### [WORK TO DO]
From the text about Jupiter's moonlets, translate this sentence into Spanish: "The dark side is permanently night, covered in a fungus that feels like grass."

Jan San Jan watched the explorers from Earth from a distance. When they left, he took everything they left behind as relics of a species of gods. Jan runs a cult that worships Earthlings, viewing them as a benevolent race that will use their science and wisdom to save his people. He has an altar made of human items his faithful worship at (made of trash and things discarded) and his followers scavenge for items they hope they can trade to us for tools or food.



Moonlets

The moonlets are all of the other bodies that orbit Jupiter that are too small to be proper planets. The four important moonlets are Adrastea, Amalthea, Metis and Thebe. Metis was shaped into a football by Jupiter’s pull and has a dark side and a near side. The dark side is permanently night, covered in a fungus that feels like grass. The near side is a steamy, lush jungle. Both sides have issues with volcanoes and earthquakes. Adrastea is an ocean moon that has weird tides due to Jupiter’s pull and is a magnet for things that fall from Jupiter’s rings. Amalthea is a desert planet that travels a path of dust kicked up by its own storms, constantly picking up the trail and dumping it behind it in a circle. Finally, Thebe is a dead planet of dust and sand that scientists believe was part of Amalthea at one point. There’s not a lot to these planets because they really haven’t been explored yet, but that could change.

Morty Fletcher (aka Mort the Goat, Marvin Hayes, Dr. Martian and Professor Morthume Hildegard) is a notorious snake oil salesman and con-man. Not content to scam Earthlings, Morty sold non-existent weapons to Martian Princes and fake Martian healing technology to Venusians. He’s pulling his next jobs on and around Jupiter’s planets by writing fake exploration warrants and writs of colonization by the Grand Admiral. He’s also writing false certificates claiming that some moonlets are rich in ores and gems. How’s he getting away with this under the noses of the Europans?



Lesser Bodies

The lesser bodies are things too small to be planetoids; asteroids, ice balls, space junk. They only have to offer ore and minerals and occasionally some of them have circumstances that allow a very strange form of life to emerge. The latter is really the only interesting thing about them, considering that the only ones that allow life are completely sealed from the vacuum and are little caves or little balls of rock and ice with alien creatures inside. There’s really nothing else to the lesser bodies and as a result most people don’t bother with anything but scientific exploration. It’s much safer to mine the belt because digging around in the lesser bodies of Jupiter might draw the wrath of the Europans.


Chateau de Bubble.

### [DATASET EXTRACT]
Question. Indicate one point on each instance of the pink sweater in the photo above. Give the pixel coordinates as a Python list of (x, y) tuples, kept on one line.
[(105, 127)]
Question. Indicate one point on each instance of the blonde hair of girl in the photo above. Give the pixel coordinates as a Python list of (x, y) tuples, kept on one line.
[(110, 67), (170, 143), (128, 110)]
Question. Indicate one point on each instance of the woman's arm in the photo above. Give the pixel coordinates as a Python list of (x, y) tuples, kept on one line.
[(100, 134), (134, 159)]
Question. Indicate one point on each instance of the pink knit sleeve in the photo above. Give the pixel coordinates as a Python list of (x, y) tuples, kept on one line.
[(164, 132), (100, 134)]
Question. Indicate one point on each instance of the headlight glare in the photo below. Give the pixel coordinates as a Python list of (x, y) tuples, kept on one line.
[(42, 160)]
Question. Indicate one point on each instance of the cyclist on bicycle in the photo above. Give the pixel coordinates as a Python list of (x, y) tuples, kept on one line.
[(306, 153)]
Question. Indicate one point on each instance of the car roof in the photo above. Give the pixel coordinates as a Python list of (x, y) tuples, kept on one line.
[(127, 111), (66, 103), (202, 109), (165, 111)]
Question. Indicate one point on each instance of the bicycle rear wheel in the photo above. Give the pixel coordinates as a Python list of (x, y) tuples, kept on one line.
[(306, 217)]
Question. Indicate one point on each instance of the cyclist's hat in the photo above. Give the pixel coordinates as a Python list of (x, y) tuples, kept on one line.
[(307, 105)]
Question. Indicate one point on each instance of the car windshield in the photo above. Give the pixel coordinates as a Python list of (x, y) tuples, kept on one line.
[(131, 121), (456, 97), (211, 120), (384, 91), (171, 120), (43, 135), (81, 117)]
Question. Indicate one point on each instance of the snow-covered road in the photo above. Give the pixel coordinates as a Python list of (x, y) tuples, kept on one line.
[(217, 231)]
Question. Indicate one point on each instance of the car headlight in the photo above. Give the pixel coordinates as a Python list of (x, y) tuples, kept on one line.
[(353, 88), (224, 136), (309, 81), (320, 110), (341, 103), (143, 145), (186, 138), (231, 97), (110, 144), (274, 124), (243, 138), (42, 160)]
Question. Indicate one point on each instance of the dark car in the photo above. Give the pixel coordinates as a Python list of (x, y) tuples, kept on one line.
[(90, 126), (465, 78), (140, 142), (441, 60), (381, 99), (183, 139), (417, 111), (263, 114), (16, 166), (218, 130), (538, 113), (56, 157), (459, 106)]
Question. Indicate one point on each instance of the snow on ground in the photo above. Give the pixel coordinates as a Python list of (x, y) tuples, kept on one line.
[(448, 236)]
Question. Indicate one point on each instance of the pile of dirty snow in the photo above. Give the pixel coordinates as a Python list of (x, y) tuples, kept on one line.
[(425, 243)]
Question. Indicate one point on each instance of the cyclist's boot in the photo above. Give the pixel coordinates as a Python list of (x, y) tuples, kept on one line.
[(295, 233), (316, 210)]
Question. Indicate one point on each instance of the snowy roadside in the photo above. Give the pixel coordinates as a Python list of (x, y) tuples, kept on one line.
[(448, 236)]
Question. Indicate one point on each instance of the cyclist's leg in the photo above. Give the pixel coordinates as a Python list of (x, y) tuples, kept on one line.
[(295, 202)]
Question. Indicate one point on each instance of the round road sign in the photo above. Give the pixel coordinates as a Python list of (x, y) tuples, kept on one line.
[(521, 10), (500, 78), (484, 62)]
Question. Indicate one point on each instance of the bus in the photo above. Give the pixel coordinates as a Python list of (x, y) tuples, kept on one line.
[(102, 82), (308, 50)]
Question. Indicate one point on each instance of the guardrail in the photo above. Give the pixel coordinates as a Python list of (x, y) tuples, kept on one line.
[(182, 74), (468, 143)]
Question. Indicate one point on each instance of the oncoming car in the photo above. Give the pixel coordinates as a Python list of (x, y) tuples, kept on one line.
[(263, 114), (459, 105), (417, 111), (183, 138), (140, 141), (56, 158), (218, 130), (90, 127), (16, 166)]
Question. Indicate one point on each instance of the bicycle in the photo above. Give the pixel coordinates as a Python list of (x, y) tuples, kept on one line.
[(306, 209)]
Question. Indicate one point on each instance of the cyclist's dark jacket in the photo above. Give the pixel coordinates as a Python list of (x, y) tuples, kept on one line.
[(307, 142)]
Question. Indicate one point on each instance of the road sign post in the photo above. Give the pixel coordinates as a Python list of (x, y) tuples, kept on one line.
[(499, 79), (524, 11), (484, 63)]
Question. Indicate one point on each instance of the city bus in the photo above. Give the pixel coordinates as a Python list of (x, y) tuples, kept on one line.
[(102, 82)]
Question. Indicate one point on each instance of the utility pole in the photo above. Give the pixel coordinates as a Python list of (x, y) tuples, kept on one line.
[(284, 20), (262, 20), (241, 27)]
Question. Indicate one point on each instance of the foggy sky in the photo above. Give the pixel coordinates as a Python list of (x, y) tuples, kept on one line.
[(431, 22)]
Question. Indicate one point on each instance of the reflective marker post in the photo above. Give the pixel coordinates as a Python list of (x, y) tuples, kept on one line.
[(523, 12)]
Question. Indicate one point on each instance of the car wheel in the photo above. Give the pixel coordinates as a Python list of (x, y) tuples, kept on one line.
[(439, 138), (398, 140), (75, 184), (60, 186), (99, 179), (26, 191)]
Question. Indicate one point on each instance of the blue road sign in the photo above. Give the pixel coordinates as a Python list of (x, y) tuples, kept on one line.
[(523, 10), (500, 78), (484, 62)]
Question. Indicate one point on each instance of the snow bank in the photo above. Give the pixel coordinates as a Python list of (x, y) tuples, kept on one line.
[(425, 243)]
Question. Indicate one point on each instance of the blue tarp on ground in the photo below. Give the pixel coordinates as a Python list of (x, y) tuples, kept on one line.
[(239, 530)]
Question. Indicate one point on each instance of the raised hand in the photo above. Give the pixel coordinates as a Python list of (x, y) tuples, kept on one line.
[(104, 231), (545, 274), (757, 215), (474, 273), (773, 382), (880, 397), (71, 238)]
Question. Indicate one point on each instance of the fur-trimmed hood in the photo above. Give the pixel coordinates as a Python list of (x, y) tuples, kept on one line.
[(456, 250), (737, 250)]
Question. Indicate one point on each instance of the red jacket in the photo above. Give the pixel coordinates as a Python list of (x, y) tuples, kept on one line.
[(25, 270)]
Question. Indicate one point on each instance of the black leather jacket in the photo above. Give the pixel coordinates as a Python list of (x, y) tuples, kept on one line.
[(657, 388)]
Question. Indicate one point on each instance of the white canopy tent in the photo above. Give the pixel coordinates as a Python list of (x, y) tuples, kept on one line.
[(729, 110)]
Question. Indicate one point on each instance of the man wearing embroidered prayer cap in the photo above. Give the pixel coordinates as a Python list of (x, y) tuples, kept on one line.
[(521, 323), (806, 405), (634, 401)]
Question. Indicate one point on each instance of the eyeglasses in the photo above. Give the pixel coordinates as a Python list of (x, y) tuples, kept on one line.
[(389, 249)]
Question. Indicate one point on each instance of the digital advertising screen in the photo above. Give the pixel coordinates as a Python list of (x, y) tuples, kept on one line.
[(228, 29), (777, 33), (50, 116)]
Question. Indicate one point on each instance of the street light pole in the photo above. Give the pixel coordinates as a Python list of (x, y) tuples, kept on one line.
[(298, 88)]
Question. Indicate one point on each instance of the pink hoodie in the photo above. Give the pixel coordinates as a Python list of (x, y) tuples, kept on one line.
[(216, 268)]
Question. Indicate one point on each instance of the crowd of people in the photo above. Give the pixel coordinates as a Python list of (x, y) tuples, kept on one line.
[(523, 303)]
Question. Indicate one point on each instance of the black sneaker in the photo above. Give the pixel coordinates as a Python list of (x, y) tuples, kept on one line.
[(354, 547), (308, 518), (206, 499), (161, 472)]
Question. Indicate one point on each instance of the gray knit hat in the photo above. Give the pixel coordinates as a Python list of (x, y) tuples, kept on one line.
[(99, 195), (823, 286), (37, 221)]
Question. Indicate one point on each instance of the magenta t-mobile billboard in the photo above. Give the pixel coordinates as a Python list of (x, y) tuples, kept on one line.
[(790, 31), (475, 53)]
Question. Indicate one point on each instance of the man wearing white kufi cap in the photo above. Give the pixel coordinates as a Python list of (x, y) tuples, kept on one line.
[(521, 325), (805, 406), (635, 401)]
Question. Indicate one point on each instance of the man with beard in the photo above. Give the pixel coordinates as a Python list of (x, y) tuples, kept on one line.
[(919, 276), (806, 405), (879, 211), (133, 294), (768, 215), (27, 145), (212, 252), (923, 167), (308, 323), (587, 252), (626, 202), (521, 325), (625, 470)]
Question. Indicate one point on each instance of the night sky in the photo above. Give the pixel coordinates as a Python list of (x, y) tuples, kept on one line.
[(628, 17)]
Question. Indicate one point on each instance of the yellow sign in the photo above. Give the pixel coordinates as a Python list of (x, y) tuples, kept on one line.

### [EXPECTED ANSWER]
El lado oscuro está permanentemente de noche, cubierto de un hongo que al tacto parece hierba.